:: MATERIAL TO PROCESS ::
*** Begin section ***
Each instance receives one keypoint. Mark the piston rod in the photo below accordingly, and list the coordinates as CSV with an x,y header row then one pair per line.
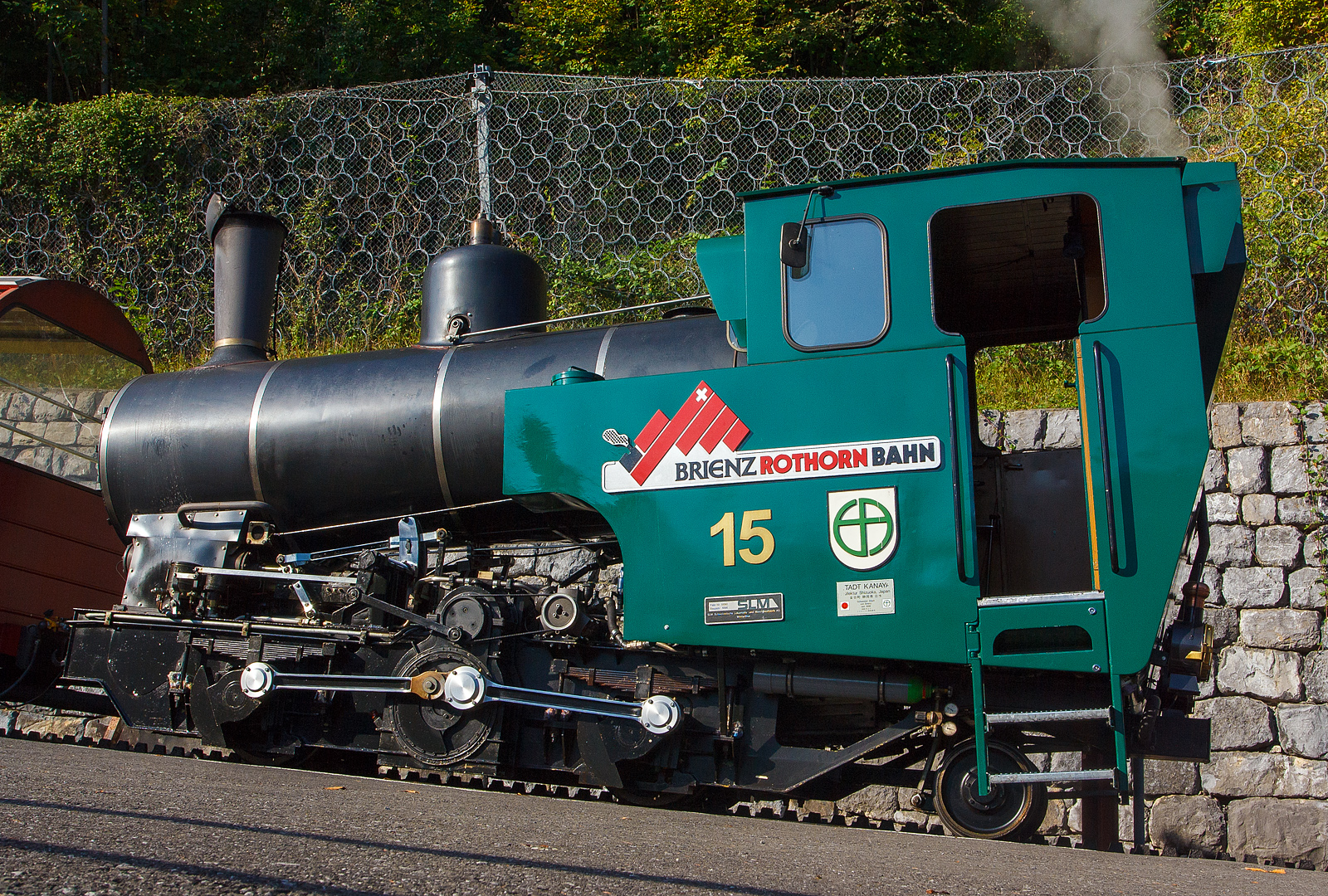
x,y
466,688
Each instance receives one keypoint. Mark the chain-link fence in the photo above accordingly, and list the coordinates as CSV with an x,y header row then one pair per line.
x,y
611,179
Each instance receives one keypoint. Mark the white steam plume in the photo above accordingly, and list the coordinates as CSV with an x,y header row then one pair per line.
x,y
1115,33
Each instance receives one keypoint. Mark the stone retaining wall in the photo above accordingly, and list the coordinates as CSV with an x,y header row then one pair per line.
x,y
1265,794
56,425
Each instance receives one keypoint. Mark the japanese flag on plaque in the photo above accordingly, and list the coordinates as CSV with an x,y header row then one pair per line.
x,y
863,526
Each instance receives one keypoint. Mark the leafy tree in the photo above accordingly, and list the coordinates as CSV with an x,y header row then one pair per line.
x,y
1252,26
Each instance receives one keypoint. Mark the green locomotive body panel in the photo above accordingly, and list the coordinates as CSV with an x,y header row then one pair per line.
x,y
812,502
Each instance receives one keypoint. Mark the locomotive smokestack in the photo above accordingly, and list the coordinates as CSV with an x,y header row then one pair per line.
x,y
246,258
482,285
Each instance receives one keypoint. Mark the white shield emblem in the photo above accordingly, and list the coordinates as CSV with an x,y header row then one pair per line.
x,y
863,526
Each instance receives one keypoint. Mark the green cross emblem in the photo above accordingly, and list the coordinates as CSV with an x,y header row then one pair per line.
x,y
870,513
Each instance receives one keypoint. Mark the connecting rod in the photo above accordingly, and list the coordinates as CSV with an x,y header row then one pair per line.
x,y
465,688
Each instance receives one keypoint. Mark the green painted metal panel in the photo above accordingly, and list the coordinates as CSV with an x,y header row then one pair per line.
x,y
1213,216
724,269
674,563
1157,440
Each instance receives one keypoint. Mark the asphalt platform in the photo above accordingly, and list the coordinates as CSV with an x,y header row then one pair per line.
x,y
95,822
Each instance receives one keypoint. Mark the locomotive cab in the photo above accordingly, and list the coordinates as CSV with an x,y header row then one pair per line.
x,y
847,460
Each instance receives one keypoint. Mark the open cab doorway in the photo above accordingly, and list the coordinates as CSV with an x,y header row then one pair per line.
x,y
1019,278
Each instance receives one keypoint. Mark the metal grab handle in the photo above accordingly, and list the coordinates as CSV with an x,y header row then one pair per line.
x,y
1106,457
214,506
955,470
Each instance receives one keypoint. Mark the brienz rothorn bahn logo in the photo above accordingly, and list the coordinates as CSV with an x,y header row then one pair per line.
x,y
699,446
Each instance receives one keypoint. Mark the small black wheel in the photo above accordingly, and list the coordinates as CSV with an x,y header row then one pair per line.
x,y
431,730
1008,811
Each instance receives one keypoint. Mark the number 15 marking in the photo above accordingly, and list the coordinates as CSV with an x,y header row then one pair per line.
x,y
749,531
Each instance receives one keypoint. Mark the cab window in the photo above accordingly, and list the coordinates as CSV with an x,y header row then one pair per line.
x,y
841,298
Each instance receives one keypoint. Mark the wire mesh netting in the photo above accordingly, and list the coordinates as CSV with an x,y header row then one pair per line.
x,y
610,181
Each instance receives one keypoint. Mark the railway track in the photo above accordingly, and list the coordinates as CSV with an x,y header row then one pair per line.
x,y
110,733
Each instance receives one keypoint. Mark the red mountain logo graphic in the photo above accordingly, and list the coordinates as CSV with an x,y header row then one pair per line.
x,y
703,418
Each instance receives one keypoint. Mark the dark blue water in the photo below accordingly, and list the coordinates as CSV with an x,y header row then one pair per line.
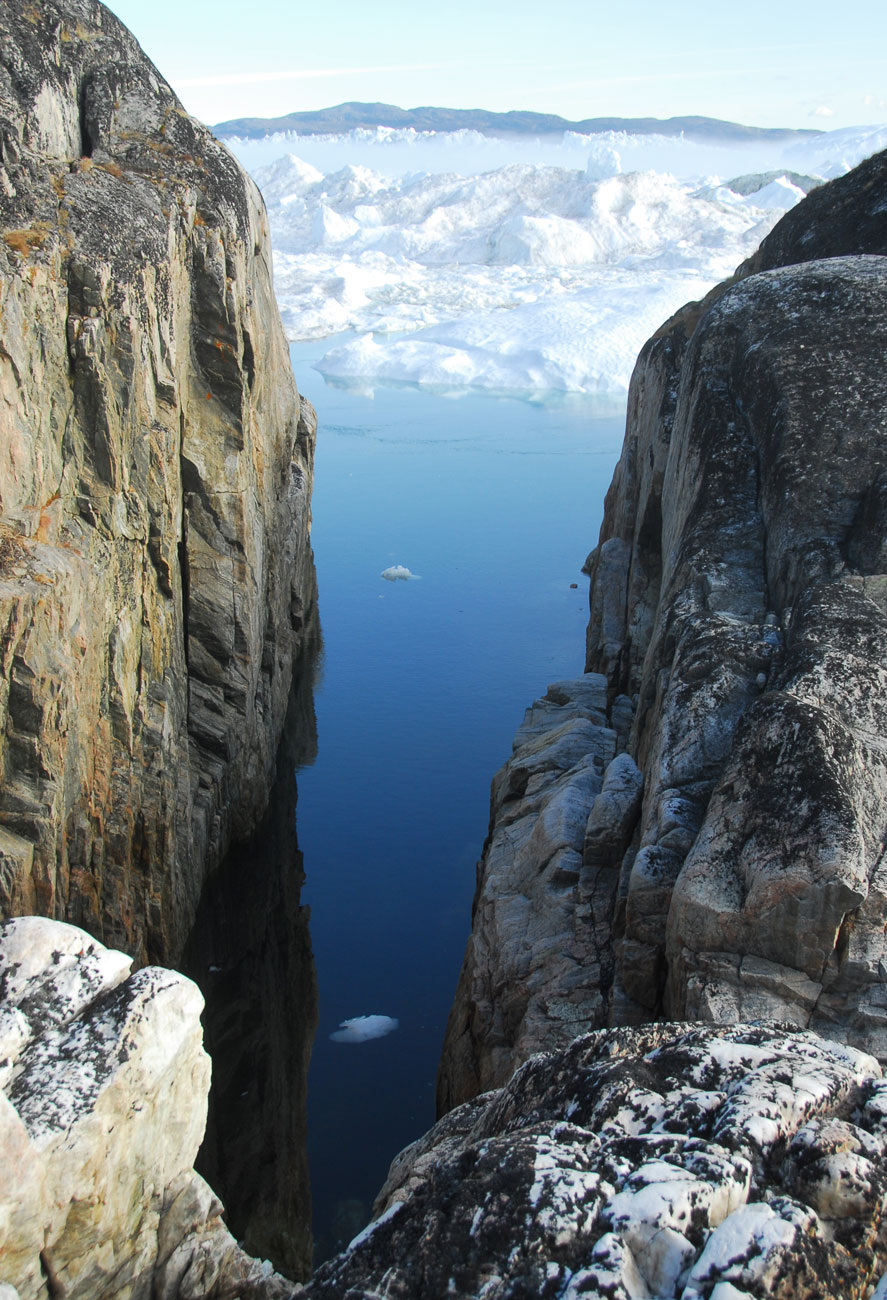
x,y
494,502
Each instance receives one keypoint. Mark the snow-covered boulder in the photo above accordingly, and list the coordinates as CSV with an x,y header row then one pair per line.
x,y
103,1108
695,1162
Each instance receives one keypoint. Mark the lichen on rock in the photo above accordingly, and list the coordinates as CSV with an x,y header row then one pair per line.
*** End section ***
:: WORK ITEM ::
Restate, exactly as they appear, the line with "Each instance receives one keypoint. Mark the number" and all the lines after it up to the end of the data above; images do not belong in the copy.

:: EXERCISE RESPONSE ::
Each instance receives one keypoint. Mark the number 15 marking in the photo above accordingly, and list the coordinates as CSV with an x,y header row then one pair per line.
x,y
749,531
Each instance receives one keypoint. Mark the cab window in the photo above accordingly, and list the coordinates as CSV with an x,y header row then one pair per line.
x,y
841,298
Each instance receives one keypoint. Mark the wire mesh netting in the photo above accordingly, and list the coordinates as CSV with an x,y header row then one pair per line.
x,y
610,181
Each instance receives one keypoint. Mark the railway track in the photo above accordingly, and list the coordinates as CSV with an x,y header row then one pair per line.
x,y
110,733
Each instance receives one keypoint. Mark the red mountain logo graphic in the photo above accordingly, and list the coordinates as CSV with an x,y header row then one pair per line.
x,y
703,418
Each instance receives one keypoint. Mark the dark blue water in the photo below accordingly, and list the coordinates as CSV with an x,y header row then one pair per line.
x,y
494,502
Each instance receives one keypoint. Mark the snow-covered boulder in the photo above accordingly, and list the coordinates as CSV with an x,y header row then one pair per line.
x,y
103,1108
695,1162
Each instance receives one keypoint. Mark the lichen on rock in the photo above accordingly, and list the coordinates as CSV with an x,y header row then one pair per line.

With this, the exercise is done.